Text to read -
— BEGIN —

Sr. Sue Moran, co-founder of Out of the Cold, remembered at funeral

By 
  • December 22, 2016

The woman who demanded Toronto meet its homeless citizens face-to-face and heart-to-heart has died. Sr. Sue Moran, co-founder of Out of the Cold, died of a sudden heart attack Sunday night, Dec. 19. She was 78 years old.

At her funeral, Sr. Sue’s brother Dan Moran, told a packed chapel at the Scarboro Missions how strange it is to think of Toronto without its dauntless warrior for the homeless and to think of his family without her spirit of joy.

“She was supposed to be with us forever,” Moran said. “She will be.”

Thirty years ago, in 1987, Sr. Sue, Basilian Fr. John Murphy, Anglican priest Rev. John Erb and students at St. Michael’s College School opened the first drop-in for the poor in downtown Toronto under a banner that proclaimed “Out of the Cold.” The students and their teachers were moved by the death of a homeless man near the Bathurst Street school the year before.

Over the following decade the program gradually evolved from a weekend, storefront drop-in to overnight stays and hot meals in church basements, synagogue community halls and mosques. Today, Out of the Cold provides shelter to more than 12,000 people a year at 16 locations in Toronto and hundreds more at 10 sites in York Region.

Presiding at Sr. Sue’s funeral Mass, Fr. Jack Lynch recalled how often she phoned him to let him in on her latest plan to help Toronto’s homeless.

“She was one of the most persistent and insistent people I have ever known,” Lynch said.

— END —

Exercise requirements -
• 1. Using the article, explain in one to three sentences why the students and teachers at St. Michael's College School became involved in opening the first drop-in.
• 2. According to the article, how many people does Out of the Cold shelter each year in Toronto?
• 3. Reproduce word for word the stretch of the article from "At her funeral, Sr." through "spirit of joy.".
The listing is not required for this work.

Data section -
— BEGIN —

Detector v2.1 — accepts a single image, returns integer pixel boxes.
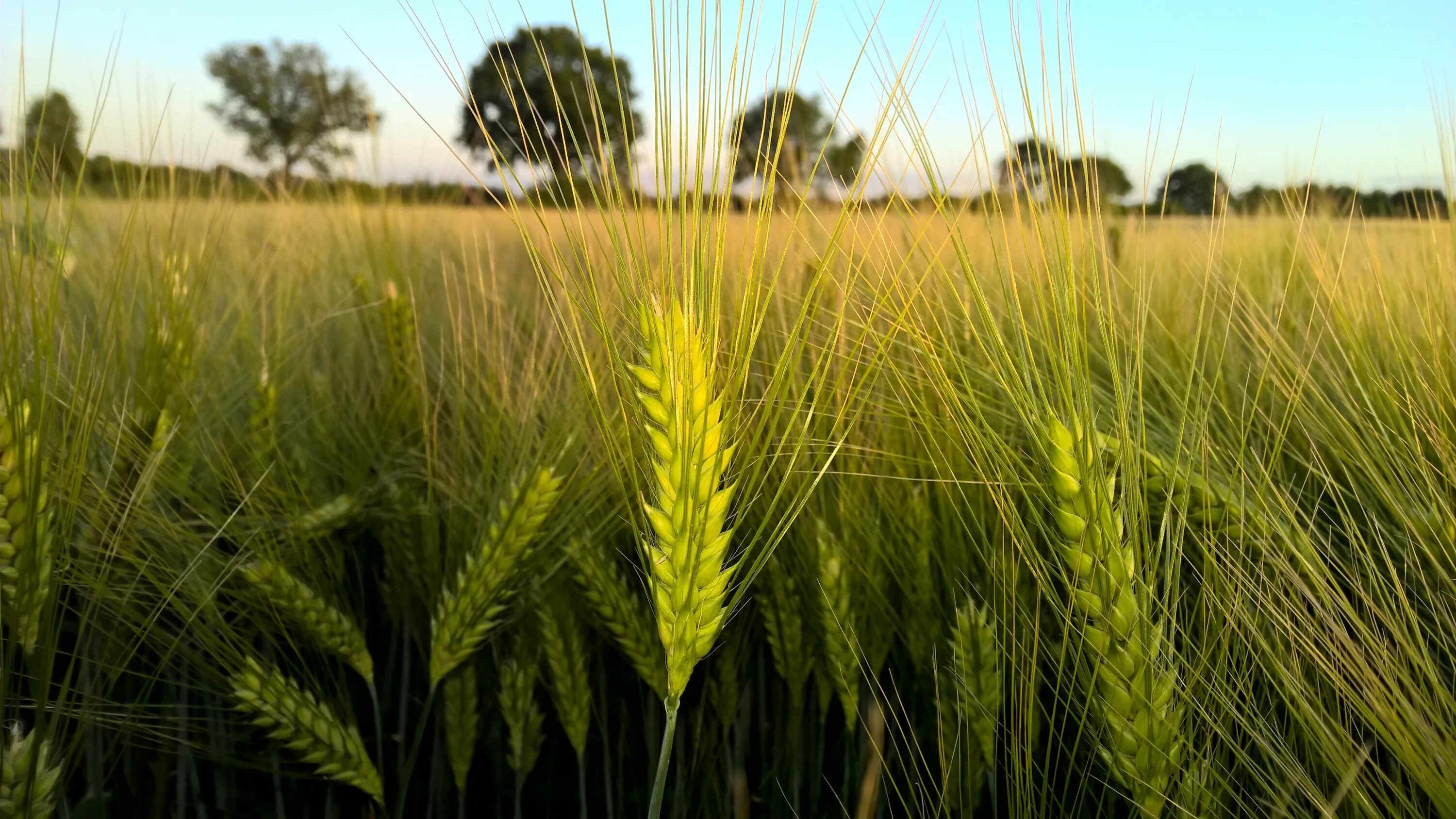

— END —

Answers provided -
• 1. The students and their teachers were moved by the death of a homeless man near the Bathurst Street school the year before the drop-in opened.

• 2. More than 12,000 people a year, at 16 locations.

• 3.
At her funeral, Sr. Sue’s brother Dan Moran, told a packed chapel at the Scarboro Missions how strange it is to think of Toronto without its dauntless warrior for the homeless and to think of his family without her spirit of joy.